Given request. Please print, unchanged, the lines of the data below that fall between the line containing "Mark the grassy" and the line containing "point(143, 419)", inclusive.

Task input.
__________________________________________________

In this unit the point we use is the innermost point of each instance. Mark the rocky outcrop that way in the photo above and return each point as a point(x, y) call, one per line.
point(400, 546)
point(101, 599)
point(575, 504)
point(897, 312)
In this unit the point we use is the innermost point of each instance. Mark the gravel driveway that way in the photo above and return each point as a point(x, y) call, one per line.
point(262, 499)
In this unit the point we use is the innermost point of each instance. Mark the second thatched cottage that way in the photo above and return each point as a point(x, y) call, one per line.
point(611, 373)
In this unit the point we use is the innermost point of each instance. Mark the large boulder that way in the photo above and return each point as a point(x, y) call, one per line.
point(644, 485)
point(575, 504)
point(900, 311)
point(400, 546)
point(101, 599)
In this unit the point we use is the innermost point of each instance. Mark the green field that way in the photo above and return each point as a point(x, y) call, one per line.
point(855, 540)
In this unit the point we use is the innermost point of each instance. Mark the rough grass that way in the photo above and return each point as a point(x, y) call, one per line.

__________________________________________________

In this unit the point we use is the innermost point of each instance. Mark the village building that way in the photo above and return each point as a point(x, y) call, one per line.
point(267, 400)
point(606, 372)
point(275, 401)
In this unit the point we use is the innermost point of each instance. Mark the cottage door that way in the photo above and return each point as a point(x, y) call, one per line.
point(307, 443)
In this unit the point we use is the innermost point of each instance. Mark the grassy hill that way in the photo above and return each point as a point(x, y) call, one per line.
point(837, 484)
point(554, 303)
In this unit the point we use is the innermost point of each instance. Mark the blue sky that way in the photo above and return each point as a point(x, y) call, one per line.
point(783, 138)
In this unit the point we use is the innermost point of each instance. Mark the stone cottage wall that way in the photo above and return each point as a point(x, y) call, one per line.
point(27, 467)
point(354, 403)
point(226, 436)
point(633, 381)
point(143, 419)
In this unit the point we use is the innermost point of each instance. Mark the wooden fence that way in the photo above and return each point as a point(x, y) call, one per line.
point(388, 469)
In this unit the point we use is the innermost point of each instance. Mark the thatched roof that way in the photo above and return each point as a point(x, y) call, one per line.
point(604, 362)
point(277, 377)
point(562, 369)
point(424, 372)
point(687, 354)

__________________________________________________

Worked answer.
In this unit the point we use is the innermost point of each instance. Mark the grassy hill that way in the photo above and return each point as a point(x, y) call, one per line.
point(837, 484)
point(554, 303)
In this unit the point we use is the innermost point of each instance. Mark the blue sky that way in the photo above and return each point as a point(x, y) call, one per line.
point(783, 138)
In this unit the point we use is the innermost point of each instance. Mark the stone cottage wall that way in the photo above and return each point as a point(x, y) call, one per line.
point(27, 467)
point(354, 403)
point(226, 436)
point(633, 381)
point(143, 419)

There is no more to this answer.